Goal of the exercise ::
When you write the records again, keep every line exactly as it was.

Information shown ::
↓↓↓

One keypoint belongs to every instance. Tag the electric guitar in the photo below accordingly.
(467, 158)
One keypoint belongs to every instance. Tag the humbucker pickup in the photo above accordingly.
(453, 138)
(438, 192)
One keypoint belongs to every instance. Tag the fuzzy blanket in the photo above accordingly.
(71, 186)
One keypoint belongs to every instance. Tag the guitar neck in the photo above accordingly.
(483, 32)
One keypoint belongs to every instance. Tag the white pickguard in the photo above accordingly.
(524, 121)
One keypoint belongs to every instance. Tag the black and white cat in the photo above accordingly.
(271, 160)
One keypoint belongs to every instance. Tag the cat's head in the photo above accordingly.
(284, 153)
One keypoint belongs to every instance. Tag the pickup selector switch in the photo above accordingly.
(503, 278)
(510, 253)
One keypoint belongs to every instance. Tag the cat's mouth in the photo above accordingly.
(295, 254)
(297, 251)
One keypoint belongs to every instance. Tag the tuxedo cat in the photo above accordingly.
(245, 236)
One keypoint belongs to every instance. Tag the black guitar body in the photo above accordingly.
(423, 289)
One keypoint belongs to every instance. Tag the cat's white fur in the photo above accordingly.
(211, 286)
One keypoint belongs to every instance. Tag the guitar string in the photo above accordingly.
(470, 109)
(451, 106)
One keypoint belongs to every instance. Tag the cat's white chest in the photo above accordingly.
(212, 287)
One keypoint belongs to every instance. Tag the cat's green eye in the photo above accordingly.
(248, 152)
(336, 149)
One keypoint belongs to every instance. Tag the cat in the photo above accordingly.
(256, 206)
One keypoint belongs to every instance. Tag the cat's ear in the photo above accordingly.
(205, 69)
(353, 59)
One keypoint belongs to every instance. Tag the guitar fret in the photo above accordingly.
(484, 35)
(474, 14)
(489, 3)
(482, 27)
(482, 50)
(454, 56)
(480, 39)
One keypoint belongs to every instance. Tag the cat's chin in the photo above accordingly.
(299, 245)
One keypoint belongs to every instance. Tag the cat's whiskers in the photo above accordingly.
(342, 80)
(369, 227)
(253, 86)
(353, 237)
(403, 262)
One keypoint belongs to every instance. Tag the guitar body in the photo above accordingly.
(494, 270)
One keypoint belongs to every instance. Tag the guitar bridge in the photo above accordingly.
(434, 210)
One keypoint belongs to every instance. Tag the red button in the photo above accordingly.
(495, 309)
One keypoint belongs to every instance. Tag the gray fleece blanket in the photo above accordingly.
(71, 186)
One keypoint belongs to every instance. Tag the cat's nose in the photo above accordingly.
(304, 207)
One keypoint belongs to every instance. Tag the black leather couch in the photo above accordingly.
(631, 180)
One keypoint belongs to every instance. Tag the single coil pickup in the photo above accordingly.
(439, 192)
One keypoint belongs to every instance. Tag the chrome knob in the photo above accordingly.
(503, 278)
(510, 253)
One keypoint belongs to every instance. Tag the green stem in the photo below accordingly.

↑↑↑

Worked solution ::
One keypoint belongs to every instance. Tag the electric guitar in the photo below accordingly.
(467, 158)
One keypoint belongs to every instance. Tag the humbucker pickup in the photo above accordingly.
(453, 138)
(438, 192)
One keypoint belongs to every instance. Tag the fuzzy blanket in the photo above accordingly.
(71, 186)
One keypoint belongs to every instance. Tag the guitar neck in the photo above accordingly.
(483, 32)
One keypoint belongs to every instance. Tag the white pickguard in the photo above accordingly.
(524, 121)
One keypoint belongs to every instance. Tag the black and white cat in the photo above accordingly.
(271, 160)
One keypoint belongs to every instance. Tag the cat's head in the photo above accordingly.
(284, 153)
One keypoint belongs to every instance. Tag the pickup selector switch in the photo above accordingly.
(503, 278)
(510, 253)
One keypoint belongs to every instance. Tag the cat's mouth in the photo above accordingly.
(295, 254)
(297, 251)
One keypoint belongs to every instance. Tag the tuxedo cat in the photo above accordingly.
(245, 236)
One keypoint belongs to every instance. Tag the black guitar body in the photo above accordingly.
(423, 289)
One keypoint belongs to every instance. Tag the cat's white fur in the photo above accordingly.
(211, 286)
One keypoint belongs to every instance. Tag the guitar string in the photo above accordingly.
(470, 109)
(451, 106)
One keypoint belongs to every instance. Tag the cat's white chest in the photo above accordingly.
(212, 287)
One keypoint belongs to every instance. Tag the cat's green eye in the photo above accordingly.
(248, 152)
(336, 149)
One keypoint belongs to every instance. Tag the cat in the photo above accordingly.
(256, 206)
One keypoint belongs to every instance. Tag the cat's ear in the photo above accordingly.
(205, 69)
(353, 59)
One keypoint belongs to every instance. Tag the guitar fret in the photo above accordingly.
(484, 35)
(474, 14)
(489, 3)
(482, 27)
(482, 50)
(454, 56)
(480, 39)
One keypoint belongs to every instance. Tag the cat's chin in the photo above accordingly.
(299, 245)
One keypoint belongs to every instance. Tag the cat's whiskers in the photo above accordingly.
(342, 80)
(369, 227)
(253, 86)
(353, 237)
(403, 262)
One keypoint belongs to every instance. Tag the guitar body in the photo above accordingly.
(494, 270)
One keypoint belongs to every instance. Tag the guitar bridge in the photo above accordingly.
(434, 210)
One keypoint belongs to every instance. Tag the red button in the photo above accordingly.
(495, 309)
One keypoint belongs to every instance. Tag the gray fleece blanket in the photo above accordingly.
(71, 186)
One keypoint belongs to every instance. Tag the cat's nose in the photo above accordingly.
(304, 207)
One keypoint belongs to every instance. Tag the black leather couch in the photo above accordingly.
(631, 180)
One keypoint belongs to every instance. Tag the single coil pickup in the photo above accordingly.
(439, 192)
One keypoint belongs to every instance. Tag the chrome knob in the photo above accordingly.
(503, 278)
(510, 253)
One keypoint belongs to every instance. Tag the green stem in the photo below accordingly.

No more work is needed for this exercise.